**SOURCE TEXT:**
········

World Press View: Greek Pension Protests Turn Ugly

Protesters push the shields of riot policemen as they break the police cordon during a demonstration protesting against new social security reforms in Athens, Friday, Jan. 8, 2016. The changes are part of Greece's new bailout program and would significantly increase contributions workers have to pay into the funds. (AP Photo/Thanassis Stavrakis)

Taking several years of brutal cuts, Greek pensioners have had all they can stand and they can’t stands no more from the government, world press reports say.

Some excerpts:

Scuffles at Pension Reforms Protest


Scuffles broke out in central Athens during a protest against the Greek government’s proposed pension reforms.
Tensions reportedly flared when demonstrators from the Communist-affiliated PAME union broke past a line of riot police near the prime minister’s office.

The next stage of Greece’s bailout from the EU and the IMF is dependent on huge savings from the pension system.
Representatives of the creditors are due to begin a review later this month.

Pensions have been one of the main obstacles in the Greek debt crisis negotiations.

About 100 protesters supporting the PAME workers’ union displayed a huge banner outside the office of Prime Minister Alexis Tsipras on Friday demanding the proposals be scrapped.

Riot officers fired tear gas after demonstrators broke a police line. Earlier, hundreds more public sector workers and pensioners marched in the city centre, Reuters reports.

In order to find savings worth €1.8bn or 1% of GDP in 2016, the Greek government is proposing increasing employer contributions and merging pension funds among other measures.

Although the plans do not involve any immediate cuts to pensions, they have angered trade unions and failed to draw support from opposition parties.

“The government tricked the workers and the farmers into thinking that it will create a better society with more justice and less unemployment,” Reuters quotes 74-year-old protester Babis Kattis as saying.

“Pensioners are about to become beggars.”

Alongside shrinking pensions, the elderly have already been hard hit by high unemployment, increases in VAT and rising taxes.

Before winning last January’s election, Alexis Tsipras campaigned with a promise not to cut pensions again.

He said on Sunday that his government would not give in to “unreasonable” demands from creditors, but admitted the pension system was “on the brink of collapse” and needed to be overhauled.

Greeks Protest Against Pension Reform

Channel News Asia

Hundreds of Greek pensioners and workers marched in central Athens on Friday, protesting against plans to overhaul an ailing pension system as the government sought backing for its proposals at home and in European capitals.

Prime Minister Alexis Tsipras has said the pension system is on the verge of collapse; but reforming it will challenge his resolve to implement measures demanded by Greece’s international creditors, who must sign off on the plan.

About 100 protesters supporting the Communist-affiliated union PAME unfurled a huge banner outside the prime minister’s office, slamming the plan as “a guillotine for the pension system”.

Hundreds more public sector workers and pensioners, worn down by several rounds of wage and pension cuts Greece has imposed over the years in return for rescue funds marched in the city centre.

········

(Dataset entries)
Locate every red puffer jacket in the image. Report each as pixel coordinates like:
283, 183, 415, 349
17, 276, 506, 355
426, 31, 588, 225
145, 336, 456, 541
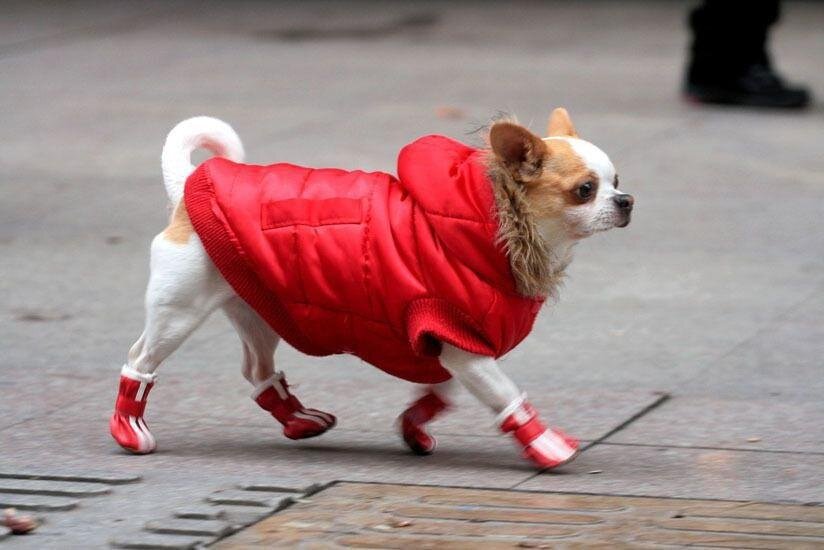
185, 136, 543, 383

········

**WHAT THIS TASK INVOLVES:** Duplicate the passage of the Greek pension protest article that opens with the words containing "Channel News Asia" and closes with "in European capitals.".

**THE COMPLETED TASK:**
Channel News Asia

Hundreds of Greek pensioners and workers marched in central Athens on Friday, protesting against plans to overhaul an ailing pension system as the government sought backing for its proposals at home and in European capitals.